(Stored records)
=-=-=-=-=

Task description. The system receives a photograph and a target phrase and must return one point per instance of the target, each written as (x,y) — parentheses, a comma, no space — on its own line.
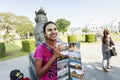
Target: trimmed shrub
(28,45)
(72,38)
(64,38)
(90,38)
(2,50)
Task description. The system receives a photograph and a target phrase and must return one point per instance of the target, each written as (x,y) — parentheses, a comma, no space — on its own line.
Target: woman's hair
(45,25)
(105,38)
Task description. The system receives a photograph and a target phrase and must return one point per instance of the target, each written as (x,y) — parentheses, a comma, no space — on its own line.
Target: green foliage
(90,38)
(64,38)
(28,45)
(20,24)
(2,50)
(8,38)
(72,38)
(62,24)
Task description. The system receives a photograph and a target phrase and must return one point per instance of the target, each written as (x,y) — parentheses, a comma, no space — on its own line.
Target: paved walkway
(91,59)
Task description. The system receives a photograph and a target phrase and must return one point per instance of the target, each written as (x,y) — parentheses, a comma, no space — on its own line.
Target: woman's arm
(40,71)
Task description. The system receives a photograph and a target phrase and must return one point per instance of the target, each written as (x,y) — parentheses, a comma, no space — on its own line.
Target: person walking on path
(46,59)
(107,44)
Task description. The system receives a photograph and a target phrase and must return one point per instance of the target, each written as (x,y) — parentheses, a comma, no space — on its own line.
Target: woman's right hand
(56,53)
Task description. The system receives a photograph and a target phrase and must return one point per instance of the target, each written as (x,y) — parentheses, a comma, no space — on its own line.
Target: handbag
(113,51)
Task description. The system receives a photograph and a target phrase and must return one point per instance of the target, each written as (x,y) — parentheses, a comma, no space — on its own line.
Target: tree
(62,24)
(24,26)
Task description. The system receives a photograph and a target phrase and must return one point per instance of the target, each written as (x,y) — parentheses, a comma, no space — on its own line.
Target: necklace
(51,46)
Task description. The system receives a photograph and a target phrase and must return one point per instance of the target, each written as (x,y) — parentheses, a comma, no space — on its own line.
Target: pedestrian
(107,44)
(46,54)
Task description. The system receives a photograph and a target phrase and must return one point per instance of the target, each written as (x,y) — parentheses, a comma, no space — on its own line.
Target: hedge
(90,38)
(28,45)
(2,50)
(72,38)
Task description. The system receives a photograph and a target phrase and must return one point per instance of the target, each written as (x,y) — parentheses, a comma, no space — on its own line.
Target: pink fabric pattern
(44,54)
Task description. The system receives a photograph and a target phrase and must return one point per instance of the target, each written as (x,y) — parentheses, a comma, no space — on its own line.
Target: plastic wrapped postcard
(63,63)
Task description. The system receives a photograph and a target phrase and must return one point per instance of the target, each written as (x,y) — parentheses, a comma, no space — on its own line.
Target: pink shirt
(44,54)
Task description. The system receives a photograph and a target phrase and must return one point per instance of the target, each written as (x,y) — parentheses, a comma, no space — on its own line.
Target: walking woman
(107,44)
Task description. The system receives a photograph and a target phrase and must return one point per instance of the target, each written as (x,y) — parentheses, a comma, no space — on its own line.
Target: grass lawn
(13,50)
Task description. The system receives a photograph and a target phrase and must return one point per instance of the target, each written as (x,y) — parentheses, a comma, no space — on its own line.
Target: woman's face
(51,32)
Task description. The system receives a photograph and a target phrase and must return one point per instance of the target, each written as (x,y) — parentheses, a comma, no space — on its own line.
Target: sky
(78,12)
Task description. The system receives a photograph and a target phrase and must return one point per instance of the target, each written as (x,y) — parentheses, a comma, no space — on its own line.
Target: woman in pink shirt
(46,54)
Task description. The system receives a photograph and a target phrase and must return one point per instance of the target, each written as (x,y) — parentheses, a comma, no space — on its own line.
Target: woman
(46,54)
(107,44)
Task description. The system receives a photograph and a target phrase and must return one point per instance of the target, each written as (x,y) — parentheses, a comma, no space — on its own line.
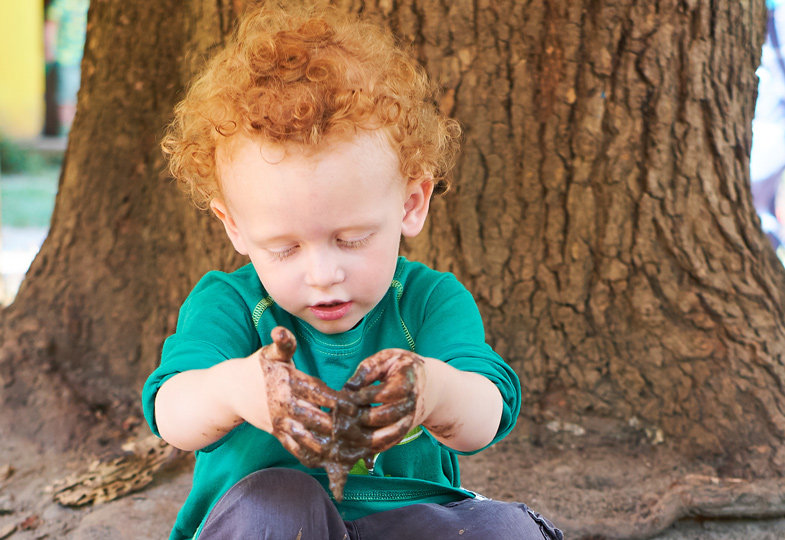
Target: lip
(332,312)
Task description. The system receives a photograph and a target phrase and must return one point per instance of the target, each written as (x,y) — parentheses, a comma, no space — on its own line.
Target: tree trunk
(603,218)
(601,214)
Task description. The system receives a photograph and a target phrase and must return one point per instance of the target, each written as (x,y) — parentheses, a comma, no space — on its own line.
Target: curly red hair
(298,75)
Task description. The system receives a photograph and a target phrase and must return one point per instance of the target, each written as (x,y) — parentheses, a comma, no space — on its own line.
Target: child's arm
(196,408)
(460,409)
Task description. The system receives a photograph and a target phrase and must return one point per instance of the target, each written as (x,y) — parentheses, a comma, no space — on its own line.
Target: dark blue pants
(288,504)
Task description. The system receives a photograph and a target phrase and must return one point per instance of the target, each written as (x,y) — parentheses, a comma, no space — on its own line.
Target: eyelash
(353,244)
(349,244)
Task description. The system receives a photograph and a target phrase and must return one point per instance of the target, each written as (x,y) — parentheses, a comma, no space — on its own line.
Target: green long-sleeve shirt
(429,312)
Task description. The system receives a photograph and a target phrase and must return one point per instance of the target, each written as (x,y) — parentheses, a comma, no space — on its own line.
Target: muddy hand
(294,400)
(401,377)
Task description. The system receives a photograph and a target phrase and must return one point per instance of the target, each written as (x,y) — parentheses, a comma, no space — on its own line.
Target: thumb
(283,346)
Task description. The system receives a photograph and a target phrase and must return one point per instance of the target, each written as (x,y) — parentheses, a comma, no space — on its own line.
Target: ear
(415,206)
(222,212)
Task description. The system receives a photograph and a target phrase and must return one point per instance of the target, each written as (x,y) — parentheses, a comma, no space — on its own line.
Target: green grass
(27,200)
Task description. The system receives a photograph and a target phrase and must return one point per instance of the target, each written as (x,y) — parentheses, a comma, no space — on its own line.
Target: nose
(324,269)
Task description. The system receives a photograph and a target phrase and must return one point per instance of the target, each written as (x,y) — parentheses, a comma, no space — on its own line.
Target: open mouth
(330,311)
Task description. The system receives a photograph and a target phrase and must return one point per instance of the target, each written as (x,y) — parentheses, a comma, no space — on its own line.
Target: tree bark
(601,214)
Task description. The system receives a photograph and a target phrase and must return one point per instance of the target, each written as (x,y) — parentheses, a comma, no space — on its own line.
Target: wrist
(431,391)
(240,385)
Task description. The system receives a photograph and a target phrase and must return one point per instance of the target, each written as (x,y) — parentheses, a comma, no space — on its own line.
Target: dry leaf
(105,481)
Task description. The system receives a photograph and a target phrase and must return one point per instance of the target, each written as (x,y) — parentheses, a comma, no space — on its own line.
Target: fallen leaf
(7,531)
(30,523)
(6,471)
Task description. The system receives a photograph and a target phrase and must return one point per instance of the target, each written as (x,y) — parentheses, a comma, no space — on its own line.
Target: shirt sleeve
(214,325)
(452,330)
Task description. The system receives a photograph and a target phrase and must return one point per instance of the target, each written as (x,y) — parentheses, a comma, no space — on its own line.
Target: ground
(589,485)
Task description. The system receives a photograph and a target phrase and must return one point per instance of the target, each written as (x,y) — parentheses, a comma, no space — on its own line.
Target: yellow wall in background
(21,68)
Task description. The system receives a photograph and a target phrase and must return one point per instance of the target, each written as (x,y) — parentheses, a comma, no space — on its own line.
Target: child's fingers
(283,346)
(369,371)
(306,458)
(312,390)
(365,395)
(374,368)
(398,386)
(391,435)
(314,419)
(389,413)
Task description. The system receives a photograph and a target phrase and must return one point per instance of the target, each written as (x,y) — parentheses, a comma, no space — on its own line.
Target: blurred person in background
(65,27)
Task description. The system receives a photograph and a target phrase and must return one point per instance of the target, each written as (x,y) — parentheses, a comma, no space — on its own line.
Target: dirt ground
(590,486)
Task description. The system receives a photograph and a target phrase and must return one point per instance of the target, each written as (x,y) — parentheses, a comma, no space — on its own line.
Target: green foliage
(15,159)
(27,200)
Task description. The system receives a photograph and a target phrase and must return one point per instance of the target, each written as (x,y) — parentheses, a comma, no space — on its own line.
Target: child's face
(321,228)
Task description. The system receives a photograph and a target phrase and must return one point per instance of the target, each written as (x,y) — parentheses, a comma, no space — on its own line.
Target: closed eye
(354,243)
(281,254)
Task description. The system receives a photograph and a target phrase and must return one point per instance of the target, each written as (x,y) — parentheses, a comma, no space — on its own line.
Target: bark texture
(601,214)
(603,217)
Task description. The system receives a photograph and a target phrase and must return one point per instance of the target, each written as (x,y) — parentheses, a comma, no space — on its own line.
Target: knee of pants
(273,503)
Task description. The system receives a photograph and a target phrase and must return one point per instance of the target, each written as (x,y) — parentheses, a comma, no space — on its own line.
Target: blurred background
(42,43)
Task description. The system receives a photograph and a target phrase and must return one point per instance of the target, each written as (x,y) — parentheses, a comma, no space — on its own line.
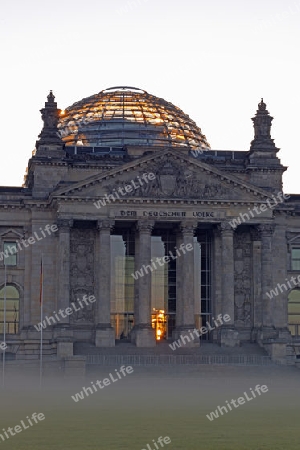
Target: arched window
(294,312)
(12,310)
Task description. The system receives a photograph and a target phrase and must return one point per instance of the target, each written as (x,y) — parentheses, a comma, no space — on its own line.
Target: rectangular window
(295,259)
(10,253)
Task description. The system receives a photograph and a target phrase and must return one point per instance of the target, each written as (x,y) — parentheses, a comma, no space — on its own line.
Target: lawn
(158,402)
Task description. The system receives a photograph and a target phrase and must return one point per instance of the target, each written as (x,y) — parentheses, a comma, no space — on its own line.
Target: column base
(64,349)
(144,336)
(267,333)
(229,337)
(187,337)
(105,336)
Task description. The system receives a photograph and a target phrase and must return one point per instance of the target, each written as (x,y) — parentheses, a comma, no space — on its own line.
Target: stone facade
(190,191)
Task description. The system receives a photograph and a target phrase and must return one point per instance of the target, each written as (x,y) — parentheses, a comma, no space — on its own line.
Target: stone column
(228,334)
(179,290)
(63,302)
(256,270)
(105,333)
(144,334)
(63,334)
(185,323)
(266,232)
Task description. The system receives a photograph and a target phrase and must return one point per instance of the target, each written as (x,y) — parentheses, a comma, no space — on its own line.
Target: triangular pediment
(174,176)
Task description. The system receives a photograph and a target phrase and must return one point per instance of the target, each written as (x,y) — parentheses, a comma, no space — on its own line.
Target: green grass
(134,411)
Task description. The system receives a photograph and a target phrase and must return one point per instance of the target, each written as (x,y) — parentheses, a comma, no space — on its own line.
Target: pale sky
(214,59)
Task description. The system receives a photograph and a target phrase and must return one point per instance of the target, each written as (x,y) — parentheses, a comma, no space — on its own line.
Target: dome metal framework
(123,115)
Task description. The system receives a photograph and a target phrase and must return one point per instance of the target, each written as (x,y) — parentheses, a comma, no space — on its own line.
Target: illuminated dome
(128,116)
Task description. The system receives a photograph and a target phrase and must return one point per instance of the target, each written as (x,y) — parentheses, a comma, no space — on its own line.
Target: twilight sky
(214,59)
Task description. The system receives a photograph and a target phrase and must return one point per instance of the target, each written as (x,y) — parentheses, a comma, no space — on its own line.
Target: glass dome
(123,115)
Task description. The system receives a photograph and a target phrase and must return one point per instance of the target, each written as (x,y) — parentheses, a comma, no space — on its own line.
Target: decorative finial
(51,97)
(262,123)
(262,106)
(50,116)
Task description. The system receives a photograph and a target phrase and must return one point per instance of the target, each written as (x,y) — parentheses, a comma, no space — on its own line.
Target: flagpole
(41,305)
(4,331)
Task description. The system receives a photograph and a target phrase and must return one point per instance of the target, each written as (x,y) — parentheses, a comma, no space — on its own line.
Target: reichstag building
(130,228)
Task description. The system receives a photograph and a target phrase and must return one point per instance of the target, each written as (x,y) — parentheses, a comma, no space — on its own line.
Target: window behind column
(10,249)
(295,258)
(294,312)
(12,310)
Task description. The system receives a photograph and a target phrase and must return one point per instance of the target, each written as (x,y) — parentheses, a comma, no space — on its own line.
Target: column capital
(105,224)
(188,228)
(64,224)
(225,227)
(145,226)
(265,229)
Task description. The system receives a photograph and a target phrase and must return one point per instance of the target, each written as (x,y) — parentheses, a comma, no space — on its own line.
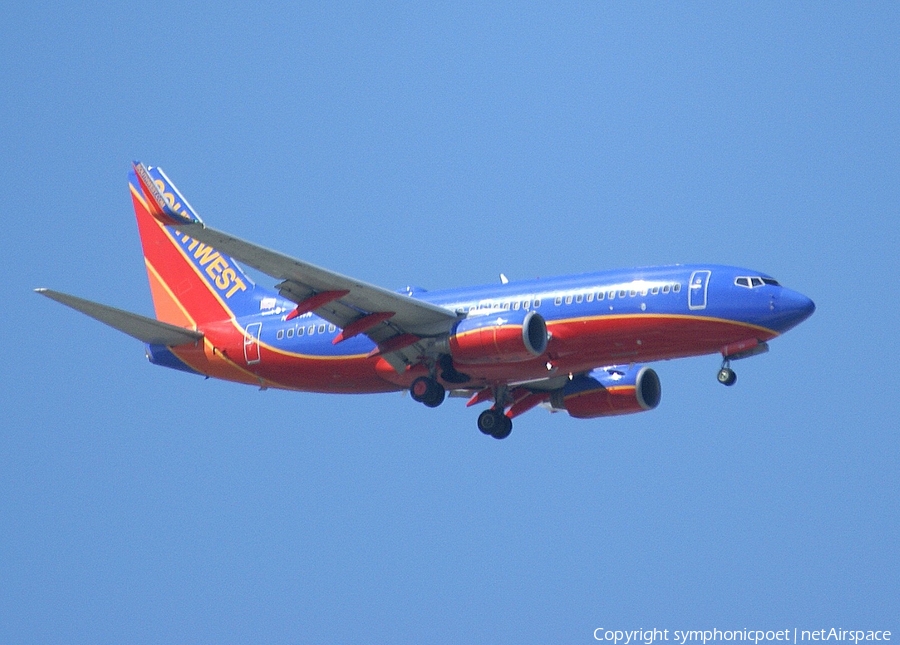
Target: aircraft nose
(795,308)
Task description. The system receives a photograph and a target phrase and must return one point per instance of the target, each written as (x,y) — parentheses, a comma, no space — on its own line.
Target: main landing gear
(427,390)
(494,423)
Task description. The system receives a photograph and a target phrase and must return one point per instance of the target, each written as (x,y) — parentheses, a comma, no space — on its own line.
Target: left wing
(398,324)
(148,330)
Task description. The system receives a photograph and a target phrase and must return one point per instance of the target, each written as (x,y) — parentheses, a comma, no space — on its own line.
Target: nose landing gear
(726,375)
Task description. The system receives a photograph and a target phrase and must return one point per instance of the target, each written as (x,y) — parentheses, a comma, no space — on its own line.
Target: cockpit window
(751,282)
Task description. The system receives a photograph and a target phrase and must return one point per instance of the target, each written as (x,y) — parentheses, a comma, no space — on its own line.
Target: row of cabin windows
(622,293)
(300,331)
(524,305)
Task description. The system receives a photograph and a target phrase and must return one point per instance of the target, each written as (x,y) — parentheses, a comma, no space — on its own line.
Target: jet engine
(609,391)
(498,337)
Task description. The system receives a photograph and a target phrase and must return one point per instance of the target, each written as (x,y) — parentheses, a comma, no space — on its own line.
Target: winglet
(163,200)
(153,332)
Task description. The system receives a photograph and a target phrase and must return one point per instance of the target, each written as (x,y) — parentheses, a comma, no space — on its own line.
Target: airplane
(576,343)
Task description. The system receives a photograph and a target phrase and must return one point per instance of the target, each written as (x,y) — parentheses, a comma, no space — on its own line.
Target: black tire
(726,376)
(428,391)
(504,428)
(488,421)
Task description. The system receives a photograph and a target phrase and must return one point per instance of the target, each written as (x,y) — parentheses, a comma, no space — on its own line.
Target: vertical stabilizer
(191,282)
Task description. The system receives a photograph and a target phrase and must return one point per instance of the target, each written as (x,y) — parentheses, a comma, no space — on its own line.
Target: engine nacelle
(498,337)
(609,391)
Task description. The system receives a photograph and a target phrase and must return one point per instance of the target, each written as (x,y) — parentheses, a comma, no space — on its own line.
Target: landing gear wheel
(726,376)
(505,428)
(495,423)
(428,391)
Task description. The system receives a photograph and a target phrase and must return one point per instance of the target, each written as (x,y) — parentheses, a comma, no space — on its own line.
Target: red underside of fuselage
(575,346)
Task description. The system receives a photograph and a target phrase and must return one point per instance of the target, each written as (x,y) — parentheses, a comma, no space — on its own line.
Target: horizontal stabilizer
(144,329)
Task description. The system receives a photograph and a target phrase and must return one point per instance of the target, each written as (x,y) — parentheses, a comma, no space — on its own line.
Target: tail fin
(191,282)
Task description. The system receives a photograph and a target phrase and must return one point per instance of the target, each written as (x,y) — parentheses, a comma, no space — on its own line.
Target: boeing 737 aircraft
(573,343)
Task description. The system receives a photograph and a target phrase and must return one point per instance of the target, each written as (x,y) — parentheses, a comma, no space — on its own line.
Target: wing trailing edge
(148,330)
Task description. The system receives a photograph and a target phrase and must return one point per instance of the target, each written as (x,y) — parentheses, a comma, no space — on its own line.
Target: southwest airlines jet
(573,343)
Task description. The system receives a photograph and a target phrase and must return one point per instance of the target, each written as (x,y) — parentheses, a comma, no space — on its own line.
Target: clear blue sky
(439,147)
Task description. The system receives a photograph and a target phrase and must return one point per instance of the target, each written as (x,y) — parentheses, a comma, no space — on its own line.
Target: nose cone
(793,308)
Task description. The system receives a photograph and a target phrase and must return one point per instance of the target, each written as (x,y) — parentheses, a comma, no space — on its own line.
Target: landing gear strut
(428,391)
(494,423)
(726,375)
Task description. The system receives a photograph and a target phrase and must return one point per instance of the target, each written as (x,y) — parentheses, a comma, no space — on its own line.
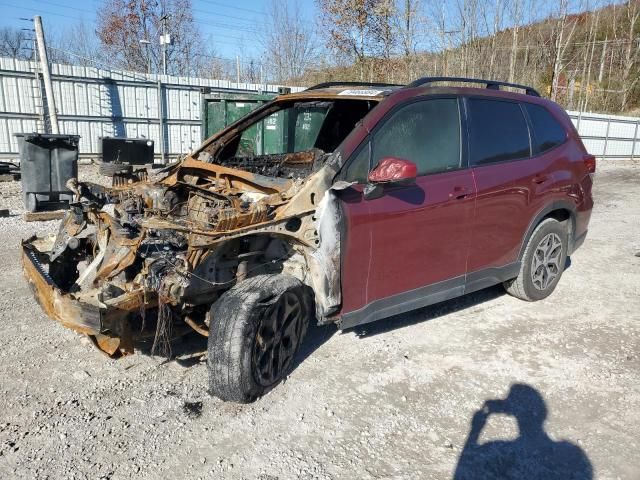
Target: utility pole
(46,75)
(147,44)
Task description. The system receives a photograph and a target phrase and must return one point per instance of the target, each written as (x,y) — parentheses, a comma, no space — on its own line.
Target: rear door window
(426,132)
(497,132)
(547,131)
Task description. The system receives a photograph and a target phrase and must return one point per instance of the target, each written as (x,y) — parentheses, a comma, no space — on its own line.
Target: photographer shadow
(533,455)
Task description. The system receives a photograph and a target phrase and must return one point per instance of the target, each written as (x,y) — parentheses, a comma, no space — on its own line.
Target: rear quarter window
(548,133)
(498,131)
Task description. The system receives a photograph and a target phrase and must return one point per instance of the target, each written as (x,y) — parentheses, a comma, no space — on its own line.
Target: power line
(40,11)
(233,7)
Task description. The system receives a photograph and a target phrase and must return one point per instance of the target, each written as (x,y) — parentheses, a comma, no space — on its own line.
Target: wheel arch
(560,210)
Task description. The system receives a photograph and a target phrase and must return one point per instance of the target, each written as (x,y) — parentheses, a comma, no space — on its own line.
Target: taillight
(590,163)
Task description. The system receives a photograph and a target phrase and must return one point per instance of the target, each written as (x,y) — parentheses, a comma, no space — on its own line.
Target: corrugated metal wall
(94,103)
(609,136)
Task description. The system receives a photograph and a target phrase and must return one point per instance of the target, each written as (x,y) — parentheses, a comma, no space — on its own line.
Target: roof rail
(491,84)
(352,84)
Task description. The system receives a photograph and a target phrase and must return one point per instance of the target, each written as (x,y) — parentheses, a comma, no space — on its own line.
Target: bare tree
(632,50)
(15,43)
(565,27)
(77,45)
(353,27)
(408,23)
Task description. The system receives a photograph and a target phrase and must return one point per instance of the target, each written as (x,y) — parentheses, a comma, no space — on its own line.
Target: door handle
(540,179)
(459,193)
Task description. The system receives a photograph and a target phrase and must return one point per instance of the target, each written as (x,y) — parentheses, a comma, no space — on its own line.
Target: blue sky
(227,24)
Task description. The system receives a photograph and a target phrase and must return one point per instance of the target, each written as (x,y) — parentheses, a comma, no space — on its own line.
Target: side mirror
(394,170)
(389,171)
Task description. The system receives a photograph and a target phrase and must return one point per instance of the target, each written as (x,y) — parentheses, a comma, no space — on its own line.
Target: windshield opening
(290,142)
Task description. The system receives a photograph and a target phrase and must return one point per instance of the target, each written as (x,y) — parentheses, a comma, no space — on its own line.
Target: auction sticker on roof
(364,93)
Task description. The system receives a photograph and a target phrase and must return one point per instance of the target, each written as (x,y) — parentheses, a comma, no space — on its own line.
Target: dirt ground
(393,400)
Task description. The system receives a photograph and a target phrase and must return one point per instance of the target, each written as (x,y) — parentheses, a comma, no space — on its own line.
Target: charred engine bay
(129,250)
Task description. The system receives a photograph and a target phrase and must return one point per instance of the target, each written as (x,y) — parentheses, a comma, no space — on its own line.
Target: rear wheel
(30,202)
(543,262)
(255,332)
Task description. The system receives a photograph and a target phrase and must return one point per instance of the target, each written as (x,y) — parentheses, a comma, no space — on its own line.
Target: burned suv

=-=-=-=-=

EXERCISE DESCRIPTION –
All lines from the line containing "Target: rear wheel" through the last line of the data are to be repeated exactly; no other line belongs in the answer.

SOLUTION TO THE PROBLEM –
Target: rear wheel
(30,202)
(543,262)
(255,332)
Task description. The system receives a photograph and a target phrase and must return one point per instance of the target, each written as (x,y) — parentheses, a comma, no space — on its own line.
Target: burned suv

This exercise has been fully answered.